Exercise prompt – Write out each entry, exactly the way it appears.

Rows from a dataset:
-- Begin --

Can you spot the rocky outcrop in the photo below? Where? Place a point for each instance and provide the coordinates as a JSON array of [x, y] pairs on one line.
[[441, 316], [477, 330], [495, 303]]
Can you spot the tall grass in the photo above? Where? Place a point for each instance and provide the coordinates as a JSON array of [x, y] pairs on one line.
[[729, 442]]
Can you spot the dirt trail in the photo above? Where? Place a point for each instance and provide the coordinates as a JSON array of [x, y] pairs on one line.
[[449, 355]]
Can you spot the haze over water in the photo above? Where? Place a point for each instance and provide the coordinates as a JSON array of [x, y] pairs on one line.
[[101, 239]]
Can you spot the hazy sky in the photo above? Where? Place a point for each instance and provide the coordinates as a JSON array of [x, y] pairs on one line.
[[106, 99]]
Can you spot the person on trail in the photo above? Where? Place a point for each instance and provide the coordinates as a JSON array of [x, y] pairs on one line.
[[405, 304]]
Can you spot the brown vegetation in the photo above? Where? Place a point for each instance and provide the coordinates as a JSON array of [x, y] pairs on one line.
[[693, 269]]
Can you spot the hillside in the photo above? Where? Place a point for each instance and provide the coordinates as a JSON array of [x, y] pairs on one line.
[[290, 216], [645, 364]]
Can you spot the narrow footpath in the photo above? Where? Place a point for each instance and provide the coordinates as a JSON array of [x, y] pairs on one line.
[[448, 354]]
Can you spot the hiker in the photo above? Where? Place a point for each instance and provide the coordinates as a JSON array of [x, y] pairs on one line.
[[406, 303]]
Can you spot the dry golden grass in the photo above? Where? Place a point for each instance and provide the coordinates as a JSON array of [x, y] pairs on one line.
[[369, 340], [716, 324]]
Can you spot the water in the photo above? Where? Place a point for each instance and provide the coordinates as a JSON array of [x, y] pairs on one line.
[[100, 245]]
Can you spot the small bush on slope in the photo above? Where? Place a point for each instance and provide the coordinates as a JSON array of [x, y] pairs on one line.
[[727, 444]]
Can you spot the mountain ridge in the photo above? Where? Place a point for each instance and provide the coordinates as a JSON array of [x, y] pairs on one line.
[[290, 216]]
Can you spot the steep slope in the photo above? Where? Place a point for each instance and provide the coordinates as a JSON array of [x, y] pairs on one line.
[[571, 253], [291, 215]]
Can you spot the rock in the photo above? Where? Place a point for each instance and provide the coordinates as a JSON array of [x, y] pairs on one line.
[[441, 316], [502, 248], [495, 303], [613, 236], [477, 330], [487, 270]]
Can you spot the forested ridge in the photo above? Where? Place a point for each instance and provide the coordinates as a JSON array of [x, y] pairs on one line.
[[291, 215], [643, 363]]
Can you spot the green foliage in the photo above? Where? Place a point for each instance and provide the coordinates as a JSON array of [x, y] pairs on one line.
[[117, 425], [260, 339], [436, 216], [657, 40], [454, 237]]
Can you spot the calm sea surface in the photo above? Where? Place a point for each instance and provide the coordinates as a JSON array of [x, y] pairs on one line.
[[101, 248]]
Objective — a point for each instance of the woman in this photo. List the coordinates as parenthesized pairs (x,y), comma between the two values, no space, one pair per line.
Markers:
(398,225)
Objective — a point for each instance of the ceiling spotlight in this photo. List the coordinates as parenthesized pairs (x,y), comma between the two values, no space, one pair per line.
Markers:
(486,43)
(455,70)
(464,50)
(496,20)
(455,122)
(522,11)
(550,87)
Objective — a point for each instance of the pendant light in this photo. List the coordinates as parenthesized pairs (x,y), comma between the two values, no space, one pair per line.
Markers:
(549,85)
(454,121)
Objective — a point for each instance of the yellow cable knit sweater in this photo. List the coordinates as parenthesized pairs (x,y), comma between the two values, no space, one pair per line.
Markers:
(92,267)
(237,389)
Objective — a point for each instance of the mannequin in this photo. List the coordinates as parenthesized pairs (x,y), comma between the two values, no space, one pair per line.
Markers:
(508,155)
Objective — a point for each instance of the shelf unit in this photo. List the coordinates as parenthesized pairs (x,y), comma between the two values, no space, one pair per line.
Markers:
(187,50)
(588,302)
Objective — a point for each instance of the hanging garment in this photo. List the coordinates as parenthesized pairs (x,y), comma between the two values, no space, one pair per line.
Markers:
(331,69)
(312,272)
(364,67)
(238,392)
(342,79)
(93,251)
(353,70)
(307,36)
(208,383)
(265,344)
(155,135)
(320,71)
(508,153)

-- End --

Completed exercise –
Can you spot the rocky outcrop in the photo below? Where? Place a point for each instance and provide the coordinates as a JSON array of [x, y] pairs on one line.
[[441, 316], [477, 330], [495, 303]]
Can you spot the tall grass in the photo above? Where? Place a point for each instance and provide the coordinates as a JSON array of [x, y] pairs on one line.
[[729, 442]]
Can you spot the dirt trail in the photo above? Where? Place a point for each instance and provide the coordinates as a JSON array of [x, y] pairs on one line.
[[449, 355]]
Can you spot the haze over water in the photo above? Where? Place a point for each instance and provide the coordinates as a JSON array of [x, y] pairs on one line.
[[101, 239]]
Can you spot the hazy sky in the photo above? Where? Place a point for each instance and provide the coordinates as a JSON array of [x, y] pairs on one line.
[[106, 99]]
Can you spot the person on trail in the photo above? Where? Place a point for each instance and provide the coordinates as a JSON array of [x, y] pairs on one line.
[[405, 304]]
Can you spot the brown vegetation in the photo above? Where? Place a point for each instance and provide the coordinates as a JSON array of [x, y] pairs on one line.
[[693, 269]]
Can you spot the hillside in the photo above? Where? Place a point for each instance and provide the coordinates as a JSON array of [x, y] pairs on one line.
[[290, 216], [645, 364]]
Can you spot the narrow footpath in the photo above? Where? Place a point for each instance and provide the coordinates as a JSON array of [x, y] pairs on one line.
[[448, 354]]
Can you spot the hiker in the photo above? Where? Place a point for each instance and provide the coordinates as a JSON array of [x, y] pairs on one line.
[[406, 303]]
Can you spot the dry golden grass in the photo above? Where? Place a point for each instance and provide the coordinates as a JSON array of [x, y] pairs on one line.
[[369, 340], [716, 324]]
Can you spot the water in the photo above? Where? Place a point for each instance and provide the coordinates as a JSON array of [x, y] pairs on one line.
[[100, 245]]
Can you spot the small bush on slope in the photo above? Where? Place a point for each instance and provide the coordinates as a JSON array of [x, y] pairs on one line.
[[727, 444]]
Can you spot the mountain ridge in the photo above? Where? Place a point for each instance and provide the coordinates as a JSON array of [x, y] pairs on one line.
[[290, 216]]
Can you spot the steep slope in the photo above? Where? Place a point for each instance and provide the coordinates as a JSON array of [x, y] pairs on one line.
[[571, 253], [291, 215]]
Can you spot the rock in the photo above? Where? Place a point for each instance and provide the coordinates as a JSON array of [x, y] pairs on one line.
[[441, 316], [502, 248], [495, 303], [613, 236], [477, 330], [487, 270]]
Can you spot the forested ridge in the photo above? Where? Place a point for each instance and provide the coordinates as a JSON array of [x, y] pairs on one line.
[[291, 215], [643, 363]]
Can you spot the green foliage in the photo above? Where? Place a point for each instance and provide the coordinates as a JSON array of [x, y] pairs on one line.
[[117, 425], [260, 339], [436, 216], [657, 40], [454, 237]]
Can you spot the calm sea surface in the photo above? Where? Place a point for each instance and provide the coordinates as a JSON array of [x, y] pairs on one line.
[[101, 248]]
Objective — a point for each instance of the woman in this photo. List the coordinates as parenthesized pairs (x,y), comma between the two values, no space, one pair per line.
Markers:
(398,225)
Objective — a point for each instance of the ceiling spotlight in this photo. List the coordinates as parenthesized pairs (x,y), comma between the two values, no space, one pair per line.
Markers:
(486,43)
(455,70)
(464,50)
(496,20)
(455,122)
(522,11)
(550,87)
Objective — a point for each instance of the pendant light in this photo. List the coordinates as parenthesized pairs (x,y), comma between the two values, no space, one pair per line.
Markers:
(549,85)
(454,121)
Objective — a point for each instance of the yellow cable knit sweater in this photo. List the coordinates as parenthesized pairs (x,y), comma between the two values, no space, one pair per line.
Markers:
(92,267)
(237,389)
Objective — a point for each instance of the mannequin in this photo. List the coordinates as parenthesized pairs (x,y), comma between the two values, no space, one pair per line.
Markers:
(508,155)
Objective — a point for each instance of the shelf unit in this photo. List the coordinates as parenthesized pairs (x,y), comma between the two values, no space, one pair per line.
Markers:
(187,50)
(588,302)
Objective — a point for each instance of the hanging garment in this photo. List the coordinates as parenthesized pairs (x,y), comma between the two values, no space, one pair per line.
Markers:
(331,69)
(312,272)
(364,67)
(238,392)
(342,79)
(93,251)
(353,70)
(307,36)
(208,383)
(265,344)
(155,135)
(320,71)
(508,153)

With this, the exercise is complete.